**选段摘录:**

• • • •

My code:
/**
* Definition for singly-linked list.
* public class ListNode {
* int val;
* ListNode next;
* ListNode(int x) { val = x; }
* }
*/
public class Solution {
public ListNode oddEvenList(ListNode head) {
if (head == null || head.next == null)
return head;
int counter = 2;
ListNode odd = head;
ListNode evenHead = head.next;
ListNode evenTail = evenHead;
ListNode curr = evenHead.next;
while (curr != null) {
counter++;
if (counter % 2 == 1) {
ListNode post = curr.next;
odd.next = curr;
curr.next = evenHead;
evenTail.next = post;
odd = curr;
curr = post;
}
else {
evenTail = curr;
curr = curr.next;
}
}
return head;
}
}
一开始我觉得,这道题目简单吗?我写了有点时间,也不是一次性过。
我的做法就是现场直接进行交换,一遍过。
1 2 3 4 5 6
-> 1 3 2 4 5 6
-> 1 3 2 4 5 6
-> 1 3 5 2 4 6
-> 1 3 5 2 4 6
Finished
后来看了网上的思路,觉得更加简洁。
how?
我先找到链表的尾结点。 tail。
然后第二次开始遍历链表。碰到偶数结点,就直接移动到尾结点后面。这样子不断更新。代码写起来想起来都简单。虽然时间复杂度可能大一些。

• • • •

**数据集:**
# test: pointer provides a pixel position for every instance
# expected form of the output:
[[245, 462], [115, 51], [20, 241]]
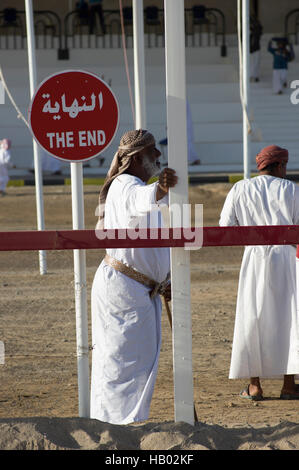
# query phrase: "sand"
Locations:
[[38, 381]]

• • • •

**任务要求:**
请从上方讲奇偶链表重排的选段最后一句之后接着往下写。

**回答如下:**
My code:
/**
* Definition for singly-linked list.
* public class ListNode {
* int val;
* ListNode next;
* ListNode(int x) { val = x; }
* }
*/
public class Solution {
public ListNode oddEvenList(ListNode head) {
if (head == null || head.next == null || head.next.next == null) // 1 or 2 nodes in the list, then stay same
return head;
ListNode tail = head;
while (tail.next != null)
tail = tail.next;
int counter = 0;
ListNode dummy = new ListNode(-1);
dummy.next = head;
ListNode pre = dummy;
ListNode curr = head;
ListNode endTag = head.next; // as the flag to end traversing the linked list
while (curr != null) {
counter++;
if (counter > 2 && curr == endTag)
break;
else if (counter % 2 == 0) {
pre.next = curr.next;
tail.next = curr;
curr.next = null;
tail = curr;
curr = pre.next;
}
else {
pre = curr;
curr = curr.next;
}
}
return dummy.next;
}
public static void main(String[] args) {
Solution test = new Solution();
ListNode n1 = new ListNode(1);
ListNode n2 = new ListNode(2);
ListNode n3 = new ListNode(3);
ListNode n4 = new ListNode(4);
ListNode n5 = new ListNode(5);
ListNode n6 = new ListNode(6);
ListNode n7 = new ListNode(7);
ListNode n8 = new ListNode(8);
n1.next = n2;
n2.next = n3;
n3.next = n4;
n4.next = n5;
n5.next = n6;
n6.next = n7;
n7.next = n8;
test.oddEvenList(n1);
}
}
很快写出来了。但是debug了好久。。。为什么?
因为我不断往后遍历的时候,比如
1 2 3 4 5 6 7 8
-> 1 3 5 7 8 2 4 6 时,
当我改变完8时,会继续遍历下去。。。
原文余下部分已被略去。